RECORDS FOR THIS TASK below:

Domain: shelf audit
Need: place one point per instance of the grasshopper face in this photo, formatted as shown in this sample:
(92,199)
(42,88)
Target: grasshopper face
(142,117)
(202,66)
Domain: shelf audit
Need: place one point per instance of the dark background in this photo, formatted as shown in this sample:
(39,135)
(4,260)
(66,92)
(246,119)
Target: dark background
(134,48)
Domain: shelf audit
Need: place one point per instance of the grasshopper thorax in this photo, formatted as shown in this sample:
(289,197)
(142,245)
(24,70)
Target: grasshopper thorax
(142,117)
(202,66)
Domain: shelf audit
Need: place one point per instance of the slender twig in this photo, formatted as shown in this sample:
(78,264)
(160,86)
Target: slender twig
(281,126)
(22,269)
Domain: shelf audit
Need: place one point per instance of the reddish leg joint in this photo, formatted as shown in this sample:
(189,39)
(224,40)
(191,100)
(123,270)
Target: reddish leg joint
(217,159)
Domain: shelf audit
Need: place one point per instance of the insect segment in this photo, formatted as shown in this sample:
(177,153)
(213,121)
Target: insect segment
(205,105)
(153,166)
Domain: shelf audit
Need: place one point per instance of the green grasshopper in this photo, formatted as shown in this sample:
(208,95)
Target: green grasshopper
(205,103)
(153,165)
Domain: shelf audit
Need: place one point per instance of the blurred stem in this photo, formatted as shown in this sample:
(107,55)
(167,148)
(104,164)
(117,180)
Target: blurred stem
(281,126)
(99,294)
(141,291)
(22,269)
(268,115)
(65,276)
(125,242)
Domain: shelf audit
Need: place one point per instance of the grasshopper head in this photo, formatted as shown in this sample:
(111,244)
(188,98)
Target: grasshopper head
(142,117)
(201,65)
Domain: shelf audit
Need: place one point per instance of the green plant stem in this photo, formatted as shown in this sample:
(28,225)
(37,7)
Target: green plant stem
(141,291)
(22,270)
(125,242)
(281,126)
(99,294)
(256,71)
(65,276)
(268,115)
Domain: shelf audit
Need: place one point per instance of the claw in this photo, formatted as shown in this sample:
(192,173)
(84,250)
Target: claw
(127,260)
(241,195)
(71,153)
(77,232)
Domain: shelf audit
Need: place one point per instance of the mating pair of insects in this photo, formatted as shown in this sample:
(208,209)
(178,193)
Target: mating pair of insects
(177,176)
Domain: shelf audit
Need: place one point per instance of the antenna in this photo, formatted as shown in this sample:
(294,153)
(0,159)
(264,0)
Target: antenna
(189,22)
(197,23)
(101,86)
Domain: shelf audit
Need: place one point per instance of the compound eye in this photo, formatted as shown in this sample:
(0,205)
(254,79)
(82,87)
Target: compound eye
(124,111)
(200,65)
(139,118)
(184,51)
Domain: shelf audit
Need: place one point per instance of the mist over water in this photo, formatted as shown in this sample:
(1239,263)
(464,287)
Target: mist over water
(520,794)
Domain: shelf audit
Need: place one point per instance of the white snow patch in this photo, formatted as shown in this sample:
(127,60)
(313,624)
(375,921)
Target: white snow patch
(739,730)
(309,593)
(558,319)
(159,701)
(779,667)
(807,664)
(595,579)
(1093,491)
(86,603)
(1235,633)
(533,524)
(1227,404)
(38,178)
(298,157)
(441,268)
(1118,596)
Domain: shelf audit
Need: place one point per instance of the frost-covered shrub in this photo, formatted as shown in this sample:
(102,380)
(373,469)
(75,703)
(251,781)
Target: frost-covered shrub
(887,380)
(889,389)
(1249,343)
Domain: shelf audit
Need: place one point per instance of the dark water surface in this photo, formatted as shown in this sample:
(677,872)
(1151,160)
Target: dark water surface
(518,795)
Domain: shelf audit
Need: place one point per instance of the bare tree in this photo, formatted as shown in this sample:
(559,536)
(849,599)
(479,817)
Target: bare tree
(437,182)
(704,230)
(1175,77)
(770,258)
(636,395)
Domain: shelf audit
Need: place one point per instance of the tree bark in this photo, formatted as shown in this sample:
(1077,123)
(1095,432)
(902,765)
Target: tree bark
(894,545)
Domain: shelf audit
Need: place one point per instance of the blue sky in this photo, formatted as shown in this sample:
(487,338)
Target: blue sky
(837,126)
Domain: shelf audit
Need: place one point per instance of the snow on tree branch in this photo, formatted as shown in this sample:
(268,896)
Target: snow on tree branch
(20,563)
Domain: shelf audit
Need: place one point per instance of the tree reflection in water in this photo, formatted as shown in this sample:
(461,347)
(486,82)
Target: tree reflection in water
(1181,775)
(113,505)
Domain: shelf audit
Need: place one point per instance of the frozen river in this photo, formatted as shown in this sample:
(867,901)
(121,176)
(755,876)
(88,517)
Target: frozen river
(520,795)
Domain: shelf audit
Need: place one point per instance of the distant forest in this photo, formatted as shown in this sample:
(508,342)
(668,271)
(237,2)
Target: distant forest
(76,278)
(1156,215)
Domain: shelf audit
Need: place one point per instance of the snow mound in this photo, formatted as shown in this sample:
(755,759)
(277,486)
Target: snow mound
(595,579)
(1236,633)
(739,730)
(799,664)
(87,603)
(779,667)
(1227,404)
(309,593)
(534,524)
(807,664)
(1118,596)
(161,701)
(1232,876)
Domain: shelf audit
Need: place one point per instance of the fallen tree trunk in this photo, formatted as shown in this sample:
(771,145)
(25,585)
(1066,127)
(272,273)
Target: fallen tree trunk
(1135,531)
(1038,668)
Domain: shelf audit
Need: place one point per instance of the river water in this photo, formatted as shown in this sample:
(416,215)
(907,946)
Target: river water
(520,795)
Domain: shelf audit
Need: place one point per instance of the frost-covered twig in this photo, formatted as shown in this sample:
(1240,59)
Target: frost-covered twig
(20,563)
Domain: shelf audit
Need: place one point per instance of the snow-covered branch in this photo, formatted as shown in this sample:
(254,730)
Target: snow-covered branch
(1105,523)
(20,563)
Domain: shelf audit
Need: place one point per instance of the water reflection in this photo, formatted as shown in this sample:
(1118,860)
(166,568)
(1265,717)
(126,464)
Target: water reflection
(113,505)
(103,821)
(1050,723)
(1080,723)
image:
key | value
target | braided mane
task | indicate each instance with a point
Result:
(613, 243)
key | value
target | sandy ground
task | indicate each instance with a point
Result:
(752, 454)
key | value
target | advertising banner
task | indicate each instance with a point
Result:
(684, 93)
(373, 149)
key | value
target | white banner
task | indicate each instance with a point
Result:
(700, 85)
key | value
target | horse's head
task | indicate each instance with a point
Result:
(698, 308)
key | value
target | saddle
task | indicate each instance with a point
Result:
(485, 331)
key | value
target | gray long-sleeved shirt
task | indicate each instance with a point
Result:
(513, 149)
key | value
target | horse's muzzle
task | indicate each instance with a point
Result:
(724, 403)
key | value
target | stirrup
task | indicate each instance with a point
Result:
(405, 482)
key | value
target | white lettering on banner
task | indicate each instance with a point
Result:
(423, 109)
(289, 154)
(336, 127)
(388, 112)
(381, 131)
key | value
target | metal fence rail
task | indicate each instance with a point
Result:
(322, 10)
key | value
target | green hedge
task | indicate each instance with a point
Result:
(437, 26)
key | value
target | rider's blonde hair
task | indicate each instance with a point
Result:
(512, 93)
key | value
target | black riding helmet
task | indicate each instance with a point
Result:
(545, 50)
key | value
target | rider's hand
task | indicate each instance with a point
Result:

End of RECORDS FOR THIS TASK.

PROBLEM REQUIREMENTS: Would you print, exactly as written, every line above from the one holding "target | braided mane" through the one holding "target | horse's head", with both included and no other lines?

RESPONSE TO THE TASK:
target | braided mane
task | indicate each instance with a point
Result:
(613, 243)
key | value
target | sandy ground
task | indicate each instance with a point
Result:
(752, 454)
key | value
target | advertising banner
task | indicate each instance with a point
Result:
(684, 93)
(373, 149)
key | value
target | white banner
task | indicate each instance with a point
Result:
(700, 85)
key | value
target | horse's head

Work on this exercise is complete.